### [Your objective]
Lines below that include "police" are the answer; copy each one.

Dataset items:
═══

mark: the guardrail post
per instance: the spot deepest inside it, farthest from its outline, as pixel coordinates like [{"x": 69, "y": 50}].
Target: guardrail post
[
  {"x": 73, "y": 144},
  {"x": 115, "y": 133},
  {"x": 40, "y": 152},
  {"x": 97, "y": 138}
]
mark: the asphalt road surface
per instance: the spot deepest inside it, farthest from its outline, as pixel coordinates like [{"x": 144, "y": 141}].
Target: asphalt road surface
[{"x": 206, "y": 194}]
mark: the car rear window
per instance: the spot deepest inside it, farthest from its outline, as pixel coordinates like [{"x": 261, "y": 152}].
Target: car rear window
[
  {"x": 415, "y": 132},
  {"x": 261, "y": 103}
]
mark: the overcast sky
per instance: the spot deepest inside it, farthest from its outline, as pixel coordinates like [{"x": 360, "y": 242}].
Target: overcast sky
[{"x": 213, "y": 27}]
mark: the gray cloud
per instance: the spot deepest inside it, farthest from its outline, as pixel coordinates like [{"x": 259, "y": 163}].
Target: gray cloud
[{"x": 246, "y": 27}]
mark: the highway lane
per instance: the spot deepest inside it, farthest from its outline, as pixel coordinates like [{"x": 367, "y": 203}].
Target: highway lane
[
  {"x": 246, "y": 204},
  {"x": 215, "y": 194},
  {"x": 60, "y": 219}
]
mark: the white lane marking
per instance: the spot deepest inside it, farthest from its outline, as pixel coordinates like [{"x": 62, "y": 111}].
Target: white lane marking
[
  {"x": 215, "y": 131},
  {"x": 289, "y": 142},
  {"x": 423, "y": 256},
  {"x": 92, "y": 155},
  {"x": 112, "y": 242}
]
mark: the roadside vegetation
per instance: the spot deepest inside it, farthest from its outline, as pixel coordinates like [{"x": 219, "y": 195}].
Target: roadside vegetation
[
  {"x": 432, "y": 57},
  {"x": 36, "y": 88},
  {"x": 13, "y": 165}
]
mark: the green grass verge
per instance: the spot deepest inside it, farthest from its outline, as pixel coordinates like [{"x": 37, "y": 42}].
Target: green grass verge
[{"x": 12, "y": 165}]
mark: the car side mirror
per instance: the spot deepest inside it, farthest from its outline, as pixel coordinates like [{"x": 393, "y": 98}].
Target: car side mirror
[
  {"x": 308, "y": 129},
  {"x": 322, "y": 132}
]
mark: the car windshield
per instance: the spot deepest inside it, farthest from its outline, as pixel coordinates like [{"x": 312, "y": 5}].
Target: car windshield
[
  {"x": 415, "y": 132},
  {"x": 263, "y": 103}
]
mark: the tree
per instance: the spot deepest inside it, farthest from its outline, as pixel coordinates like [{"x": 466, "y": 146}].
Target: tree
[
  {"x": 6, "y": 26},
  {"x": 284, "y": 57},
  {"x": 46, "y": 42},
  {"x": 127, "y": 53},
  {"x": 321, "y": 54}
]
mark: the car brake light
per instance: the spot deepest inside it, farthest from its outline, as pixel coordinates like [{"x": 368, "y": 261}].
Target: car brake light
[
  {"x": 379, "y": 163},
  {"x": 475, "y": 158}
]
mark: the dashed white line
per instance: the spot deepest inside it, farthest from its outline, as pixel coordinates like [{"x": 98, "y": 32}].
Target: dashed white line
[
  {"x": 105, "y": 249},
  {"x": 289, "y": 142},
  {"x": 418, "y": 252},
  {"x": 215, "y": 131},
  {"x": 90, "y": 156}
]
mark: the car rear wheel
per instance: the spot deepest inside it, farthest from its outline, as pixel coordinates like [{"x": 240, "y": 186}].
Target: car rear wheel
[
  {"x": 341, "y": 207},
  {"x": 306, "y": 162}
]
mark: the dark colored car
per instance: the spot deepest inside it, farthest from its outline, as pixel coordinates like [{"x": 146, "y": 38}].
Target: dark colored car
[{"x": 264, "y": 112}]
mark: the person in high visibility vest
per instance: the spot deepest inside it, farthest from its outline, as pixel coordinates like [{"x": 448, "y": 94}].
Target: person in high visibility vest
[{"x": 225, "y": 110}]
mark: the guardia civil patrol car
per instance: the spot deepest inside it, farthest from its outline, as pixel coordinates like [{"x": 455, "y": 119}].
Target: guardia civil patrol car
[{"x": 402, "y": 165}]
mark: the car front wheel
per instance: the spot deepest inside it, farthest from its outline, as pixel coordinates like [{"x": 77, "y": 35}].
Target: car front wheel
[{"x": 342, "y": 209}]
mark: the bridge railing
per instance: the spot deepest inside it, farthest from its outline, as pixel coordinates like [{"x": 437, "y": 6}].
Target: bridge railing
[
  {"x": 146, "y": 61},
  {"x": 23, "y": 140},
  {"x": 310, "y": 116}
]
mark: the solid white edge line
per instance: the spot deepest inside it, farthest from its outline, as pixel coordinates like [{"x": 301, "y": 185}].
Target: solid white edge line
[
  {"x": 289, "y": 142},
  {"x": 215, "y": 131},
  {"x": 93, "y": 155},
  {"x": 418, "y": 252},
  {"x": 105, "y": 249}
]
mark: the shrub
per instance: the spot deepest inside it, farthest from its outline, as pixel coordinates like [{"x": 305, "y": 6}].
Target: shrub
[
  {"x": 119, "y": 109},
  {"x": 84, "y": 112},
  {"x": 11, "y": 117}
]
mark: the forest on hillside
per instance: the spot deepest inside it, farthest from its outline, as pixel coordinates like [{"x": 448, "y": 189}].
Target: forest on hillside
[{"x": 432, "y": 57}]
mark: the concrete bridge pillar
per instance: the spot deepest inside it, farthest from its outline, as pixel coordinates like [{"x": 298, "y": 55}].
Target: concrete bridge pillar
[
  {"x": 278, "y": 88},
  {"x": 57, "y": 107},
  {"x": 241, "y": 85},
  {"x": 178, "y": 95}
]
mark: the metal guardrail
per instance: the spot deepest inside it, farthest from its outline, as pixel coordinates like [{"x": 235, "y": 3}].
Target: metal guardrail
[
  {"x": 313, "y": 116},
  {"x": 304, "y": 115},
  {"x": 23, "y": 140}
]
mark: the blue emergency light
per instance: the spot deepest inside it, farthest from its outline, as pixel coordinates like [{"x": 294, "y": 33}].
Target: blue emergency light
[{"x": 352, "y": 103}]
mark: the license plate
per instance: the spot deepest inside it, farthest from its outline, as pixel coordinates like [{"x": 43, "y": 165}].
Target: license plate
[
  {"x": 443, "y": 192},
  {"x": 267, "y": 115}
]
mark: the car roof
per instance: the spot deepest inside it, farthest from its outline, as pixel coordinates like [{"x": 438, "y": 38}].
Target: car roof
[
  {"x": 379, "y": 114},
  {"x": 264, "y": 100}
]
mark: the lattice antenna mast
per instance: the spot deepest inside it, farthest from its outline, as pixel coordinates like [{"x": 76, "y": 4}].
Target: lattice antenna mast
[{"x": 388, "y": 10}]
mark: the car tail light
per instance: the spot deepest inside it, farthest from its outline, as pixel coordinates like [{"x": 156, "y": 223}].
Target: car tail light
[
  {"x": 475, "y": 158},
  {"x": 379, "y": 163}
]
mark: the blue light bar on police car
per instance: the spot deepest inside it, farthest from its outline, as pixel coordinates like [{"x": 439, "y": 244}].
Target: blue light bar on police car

═══

### [Result]
mark: the blue light bar on police car
Target: blue light bar on police car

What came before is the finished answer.